-- WHAT IS NEEDED --
Copy the data exactly from the line that contains "hmm ok I'm looking for the large" through the line that contains "hmm ok I'm looking for the pink-tinged", keeping both end lines and leaving out everything else.

-- INPUT RECORDS --

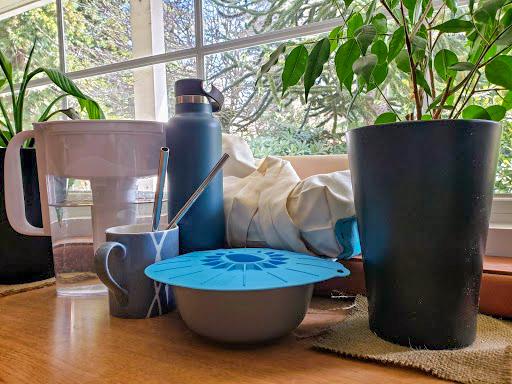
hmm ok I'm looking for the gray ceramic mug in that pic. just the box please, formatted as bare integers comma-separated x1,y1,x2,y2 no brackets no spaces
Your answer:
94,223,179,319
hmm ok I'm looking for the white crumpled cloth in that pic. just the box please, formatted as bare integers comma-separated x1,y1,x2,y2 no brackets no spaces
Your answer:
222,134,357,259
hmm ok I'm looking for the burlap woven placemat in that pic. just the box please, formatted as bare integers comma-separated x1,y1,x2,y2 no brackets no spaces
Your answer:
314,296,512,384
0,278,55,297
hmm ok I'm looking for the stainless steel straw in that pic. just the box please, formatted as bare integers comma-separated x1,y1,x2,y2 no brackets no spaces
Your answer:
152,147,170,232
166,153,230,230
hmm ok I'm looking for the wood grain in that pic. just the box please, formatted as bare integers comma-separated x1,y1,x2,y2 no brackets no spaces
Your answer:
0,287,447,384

...

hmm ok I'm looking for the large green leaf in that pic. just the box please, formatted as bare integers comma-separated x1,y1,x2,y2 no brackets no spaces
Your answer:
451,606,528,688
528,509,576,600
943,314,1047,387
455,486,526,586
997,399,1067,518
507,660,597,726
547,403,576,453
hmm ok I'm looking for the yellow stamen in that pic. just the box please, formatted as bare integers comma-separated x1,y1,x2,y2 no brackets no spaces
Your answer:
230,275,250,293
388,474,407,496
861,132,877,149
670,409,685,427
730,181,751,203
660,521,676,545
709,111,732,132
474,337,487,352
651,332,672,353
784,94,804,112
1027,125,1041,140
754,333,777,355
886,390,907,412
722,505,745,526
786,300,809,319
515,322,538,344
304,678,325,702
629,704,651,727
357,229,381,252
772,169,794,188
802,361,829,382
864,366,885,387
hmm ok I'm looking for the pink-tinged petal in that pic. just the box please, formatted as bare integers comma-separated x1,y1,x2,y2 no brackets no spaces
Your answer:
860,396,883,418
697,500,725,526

-- EXERCISE RESPONSE --
hmm ok I'm looking for the large green leaf in that pic. just the box please, formatted as bare integers comma-separated x1,y1,x2,y2 no brackets no spaces
Your answer:
451,606,528,688
528,509,576,600
943,314,1047,387
455,486,526,586
997,399,1067,518
507,660,597,726
547,403,576,453
hmm ok I'm looking for the yellow stamen in that pic. just the box please, formatted as bare integers comma-separated x1,y1,x2,y2 no brackets no spaces
Your answer:
230,275,250,293
388,474,407,496
861,132,877,149
670,409,685,427
730,181,751,203
660,521,676,545
709,111,732,132
474,337,487,352
651,332,672,353
784,94,804,112
1027,125,1041,140
754,333,777,355
886,390,907,412
722,505,745,526
786,300,809,319
515,322,538,344
304,678,325,702
629,704,651,727
357,229,381,252
772,169,794,188
802,361,829,382
864,366,885,387
hmm ok I'm looking for the pink-tinged petal in that pic. just the box please, formatted as bare integers comma-separated x1,y1,x2,y2 no brackets no spaces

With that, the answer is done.